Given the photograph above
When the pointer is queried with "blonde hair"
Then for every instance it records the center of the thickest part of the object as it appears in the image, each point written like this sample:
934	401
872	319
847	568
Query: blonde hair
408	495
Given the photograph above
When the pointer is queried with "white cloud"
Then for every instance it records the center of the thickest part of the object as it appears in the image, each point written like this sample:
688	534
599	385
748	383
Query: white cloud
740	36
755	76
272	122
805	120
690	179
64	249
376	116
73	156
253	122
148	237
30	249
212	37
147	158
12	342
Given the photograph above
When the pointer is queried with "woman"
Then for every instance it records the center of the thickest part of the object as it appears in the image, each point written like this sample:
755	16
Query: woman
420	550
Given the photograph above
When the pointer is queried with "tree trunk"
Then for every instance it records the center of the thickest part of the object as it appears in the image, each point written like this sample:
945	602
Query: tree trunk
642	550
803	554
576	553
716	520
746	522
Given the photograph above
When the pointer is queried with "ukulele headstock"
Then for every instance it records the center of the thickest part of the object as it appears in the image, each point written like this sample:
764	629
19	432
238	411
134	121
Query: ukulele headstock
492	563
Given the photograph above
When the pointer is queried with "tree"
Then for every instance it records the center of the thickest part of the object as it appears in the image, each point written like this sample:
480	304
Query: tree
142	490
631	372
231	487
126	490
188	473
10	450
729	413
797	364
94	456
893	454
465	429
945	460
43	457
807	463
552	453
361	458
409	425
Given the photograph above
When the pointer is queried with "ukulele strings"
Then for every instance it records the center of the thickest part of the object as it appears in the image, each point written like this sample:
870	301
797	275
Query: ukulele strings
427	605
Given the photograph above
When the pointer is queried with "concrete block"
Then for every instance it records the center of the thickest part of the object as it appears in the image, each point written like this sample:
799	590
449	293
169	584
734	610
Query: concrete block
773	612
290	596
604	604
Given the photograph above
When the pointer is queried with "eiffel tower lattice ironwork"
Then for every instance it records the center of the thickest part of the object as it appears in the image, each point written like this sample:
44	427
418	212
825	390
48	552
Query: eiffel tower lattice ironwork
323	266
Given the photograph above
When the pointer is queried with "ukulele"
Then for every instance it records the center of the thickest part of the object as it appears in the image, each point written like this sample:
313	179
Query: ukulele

+ + + + +

Copy all the entries verbatim.

Given the photograph above
When the pointer is queried with "blonde hair"
Then for every instance it records the center of the thickest part of the object as it appears in the image, each point written like this sample:
934	401
872	319
847	568
Query: blonde hair
408	495
Given the photograph above
When the pointer is queried with "white cloud"
Then for every instance it records the center of the thickest part of the object as it appears in the image, each point written like this sample:
688	534
599	385
748	383
Query: white cloud
740	36
755	76
272	122
805	120
690	179
64	249
376	116
73	156
253	122
148	237
30	249
212	37
147	158
12	342
Given the photograph above
When the pointer is queried with "woman"
Then for every instance it records the center of the thickest part of the object as it appears in the image, each point written like this sample:
755	16
Query: woman
420	550
Given the photograph above
When the pointer is queried with "tree trunk"
Then for every instance it records the center of the thickest part of the object as it appears in the image, each point written like this sample:
945	602
Query: tree trunk
642	550
803	554
576	553
716	520
746	522
Given the photograph above
When the pointer is queried with "ukulele headstock"
Then for every instance it records the center of the thickest part of the object as it appears in the image, each point written like this sample:
764	629
19	432
238	411
134	121
Query: ukulele headstock
492	563
Given the photograph above
When the pointer is queried with "tree"
Then for every instance it records the center of the thickest part of the object as it appears in the image, each point written like this sample:
480	304
Query: tree
142	490
631	372
231	487
126	490
188	473
10	450
729	413
797	364
94	456
893	454
465	429
945	460
43	457
807	463
552	453
361	458
409	425
Given the photograph above
When the pointer is queried with "ukulele strings"
Then for every instance it records the center of the thickest part of the object as it appears in the image, each point written like this sample:
870	301
797	275
Query: ukulele strings
427	605
Given the photograph above
When the pointer is queried with "concrete block"
Then for every instance it records the center of the thickest part of the object as it appears in the image, each point written like this sample:
799	590
449	293
169	584
734	610
Query: concrete block
773	612
290	596
604	604
Given the photograph above
When the pointer is queried with "eiffel tower lattice ironwork"
Then for every instance it records the center of the thickest part of the object as it appears in the image, each point written like this sample:
44	427
418	212
825	390
48	552
Query: eiffel tower lattice ironwork
323	266
Given the photograph above
When the pointer is queried with "ukulele"
Then for every instance it records the center of the thickest part of the object as it appears in the image, each point written like this sample:
313	179
Query: ukulele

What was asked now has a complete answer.